→ **GIVEN PASSAGE**

For those working in UK nursing jobs, the name of Mid-Staffordshire NHS Foundation Trust is sure to be one that is extremely familiar.
In the last few years, the organisation has been at the centre of considerable controversy, attracting negative headlines following Robert Francis QC's public inquiry into high mortality rates at Stafford Hospital between 2005 and 2009.
Subsequent findings revealed a below-par management culture and numerous instances of patient care falling well below acceptable levels, prompting fundamental reforms of the entire British healthcare system. New laws have been enacted to bring greater transparency and candour to NHS services, while new inspection regimes and a renewed commitment to safe staffing levels have also been announced.
However, the fanfare and publicity surrounding the fallout has also served to somewhat obscure the improvements that have been taking place at the trust at the centre of it all, according to nursing staff member Andrew Astley.
Mr Astley, a Medacs Healthcare-affiliated nurse who currently works at the Trust, believes its reputation does not fairly reflect the reality of what professional life is really like at Mid-Staffordshire, or the culture of learning and progress that now prevails.
Learning from past mistakes
According to Mr Astley, the trust has been extremely proactive about making sure the failings of the past are never repeated.
He said: "Since we've had a lot of bad press, and obviously the Francis Report has gone in, it does seem like a lot of learning has taken place from that. They've been really good at utilising the suggestions and recommendations that have been made and turned that around to improve the care that they give."

→ **GIVEN DATA**

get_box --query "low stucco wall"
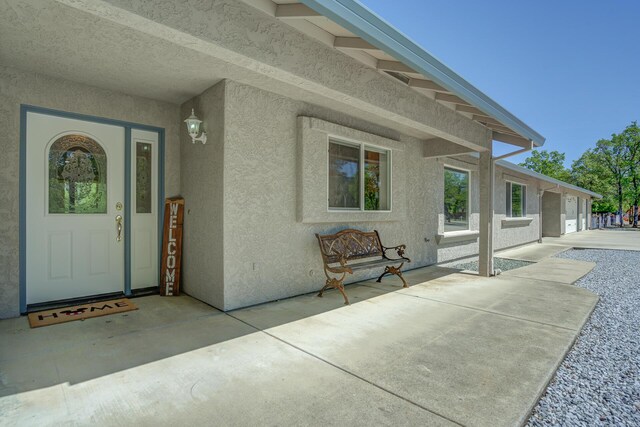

→ **ABOUT THIS TASK**
Pick up the article about Mid-Staffordshire NHS Foundation Trust where it stops and write the next part. You can ignore the data above.

→ **YOUR RESPONSE**
Mr Astley explained that it is "hugely evident" that particular attention has been paid to addressing staffing issues, ensuring the hospitals are now always run with the full complement of workers, while the filing of necessary paperwork and the handling of errors has become much more effective.
"Things are dealt with at the time, rather than being brushed under the carpet, and things are a lot more open and transparent than they once were," he said.
Indeed, many of the lessons learned from the past problems at Mid-Staffordshire NHS Trust are now benefiting the NHS as a whole, with many of the recommendations of the Francis Report being applied across the entire healthcare system.
Mr Astley, who has worked for two NHS trusts, said both "seem to have taken on board the learning experiences from that, so generally it's a lot more positive than it was a couple of years ago. You can see that environments now tend to be a lot better staffed, and things seem to be dealt with more quickly than they previously would have been".
Brushing away the bad reputation
Recent online mortality data from the Dr Foster Hospital Guide showed that the trust's hospital standardised mortality ratio is now the best in the region and ranked among the top 15 in the country, suggesting many of the issues that led to earlier scandals have now been resolved.
In Mr Astley's view, the main challenge for the trust will now be to maintain its improved standards and ultimately reverse the negative perception it has developed in the eyes of many.
Confessing his own initial reservations about working with the controversy-stricken organisation, Mr Astley said his view has been completely changed by the experience of actually working there.
"99 per cent of the people I work with do seem to be really keen and motivated to want to improve things and change things ... They're working really hard, they're working to the best of their ability, they're doing the best they can with the resources they've got."
He added that in future, he hopes other medical workers will come to see Mid-Staffordshire NHS Trust as an attractive place to work once again.
"It won't be a case of thinking 'I'm not going to Stafford', it'll be a case of 'Stafford is probably actually a safer place to be now than other places'."